▶ WHAT YOU HAVE TO DO: After finding the line with "Locate the green foliage" in the entries below, retype exactly each line from there through the line with "Locate the rock", including that final line.
=== INPUT MATERIAL ===
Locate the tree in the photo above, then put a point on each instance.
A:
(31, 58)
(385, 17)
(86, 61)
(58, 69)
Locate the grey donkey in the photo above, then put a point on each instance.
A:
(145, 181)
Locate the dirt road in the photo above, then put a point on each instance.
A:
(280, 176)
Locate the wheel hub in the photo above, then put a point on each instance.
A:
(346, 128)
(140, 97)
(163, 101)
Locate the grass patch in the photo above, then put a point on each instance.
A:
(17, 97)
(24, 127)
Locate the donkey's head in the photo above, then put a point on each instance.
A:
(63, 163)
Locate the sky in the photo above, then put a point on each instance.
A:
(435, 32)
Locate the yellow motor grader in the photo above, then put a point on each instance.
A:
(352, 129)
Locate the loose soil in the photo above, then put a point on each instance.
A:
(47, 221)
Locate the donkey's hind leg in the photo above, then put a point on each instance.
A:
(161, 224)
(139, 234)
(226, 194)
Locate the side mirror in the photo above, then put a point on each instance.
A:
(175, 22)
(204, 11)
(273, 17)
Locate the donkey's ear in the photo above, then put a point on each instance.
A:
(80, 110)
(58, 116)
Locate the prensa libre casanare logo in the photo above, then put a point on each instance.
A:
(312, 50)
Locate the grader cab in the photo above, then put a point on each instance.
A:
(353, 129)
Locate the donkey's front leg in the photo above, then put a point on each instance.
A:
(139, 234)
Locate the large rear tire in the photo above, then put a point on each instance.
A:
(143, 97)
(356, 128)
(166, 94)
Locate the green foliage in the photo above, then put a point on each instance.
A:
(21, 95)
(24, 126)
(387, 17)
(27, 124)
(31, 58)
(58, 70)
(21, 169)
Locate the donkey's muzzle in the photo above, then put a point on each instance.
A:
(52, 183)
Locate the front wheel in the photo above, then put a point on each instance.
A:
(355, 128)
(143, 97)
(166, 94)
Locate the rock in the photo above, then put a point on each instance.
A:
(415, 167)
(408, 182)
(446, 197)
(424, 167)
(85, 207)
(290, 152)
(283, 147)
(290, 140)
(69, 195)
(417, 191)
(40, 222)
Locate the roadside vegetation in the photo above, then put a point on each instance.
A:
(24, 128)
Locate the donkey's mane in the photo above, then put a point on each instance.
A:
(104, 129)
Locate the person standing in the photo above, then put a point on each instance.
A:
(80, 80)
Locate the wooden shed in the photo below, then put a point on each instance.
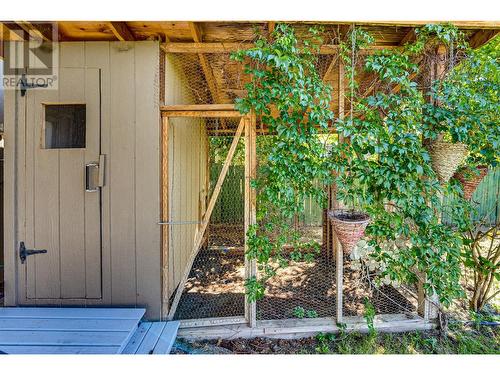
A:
(115, 174)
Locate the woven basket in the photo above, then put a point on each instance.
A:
(445, 158)
(348, 232)
(470, 183)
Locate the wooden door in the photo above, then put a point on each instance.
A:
(63, 197)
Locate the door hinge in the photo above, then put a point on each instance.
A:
(23, 83)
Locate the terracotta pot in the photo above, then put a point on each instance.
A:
(445, 158)
(471, 182)
(349, 226)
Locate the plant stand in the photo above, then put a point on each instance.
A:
(470, 183)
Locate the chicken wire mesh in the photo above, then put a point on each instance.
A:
(365, 287)
(215, 286)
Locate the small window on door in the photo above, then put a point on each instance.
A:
(65, 125)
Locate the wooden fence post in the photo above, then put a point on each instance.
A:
(250, 207)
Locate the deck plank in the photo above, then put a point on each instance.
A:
(57, 324)
(62, 338)
(67, 330)
(137, 338)
(28, 349)
(167, 338)
(148, 344)
(71, 313)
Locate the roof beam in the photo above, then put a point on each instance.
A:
(222, 47)
(197, 36)
(10, 31)
(205, 66)
(121, 31)
(42, 30)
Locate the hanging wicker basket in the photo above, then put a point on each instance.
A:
(349, 226)
(470, 183)
(445, 158)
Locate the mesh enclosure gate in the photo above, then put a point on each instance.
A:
(215, 285)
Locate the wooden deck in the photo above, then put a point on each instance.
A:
(26, 330)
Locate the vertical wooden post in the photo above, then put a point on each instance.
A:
(339, 253)
(428, 306)
(250, 207)
(164, 214)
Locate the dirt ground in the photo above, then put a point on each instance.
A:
(458, 339)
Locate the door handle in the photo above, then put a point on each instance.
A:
(24, 253)
(94, 175)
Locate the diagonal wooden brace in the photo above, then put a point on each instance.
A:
(206, 219)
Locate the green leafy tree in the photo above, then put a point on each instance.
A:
(289, 96)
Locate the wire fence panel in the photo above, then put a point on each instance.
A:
(215, 286)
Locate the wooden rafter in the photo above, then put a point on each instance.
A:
(205, 66)
(410, 36)
(197, 36)
(10, 32)
(43, 30)
(223, 47)
(121, 31)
===
▶ ANSWER TO THIS TASK:
Locate the green foliage in the photo above, then put a point on each instance.
A:
(21, 95)
(24, 126)
(387, 17)
(27, 124)
(31, 58)
(58, 70)
(21, 169)
Locate the donkey's muzzle in the photo above, then put a point on each instance.
A:
(52, 183)
Locate the front wheel in the photo above, then put a point on each instance.
A:
(355, 128)
(143, 97)
(166, 94)
Locate the rock in the photo above, then put a point on each instance.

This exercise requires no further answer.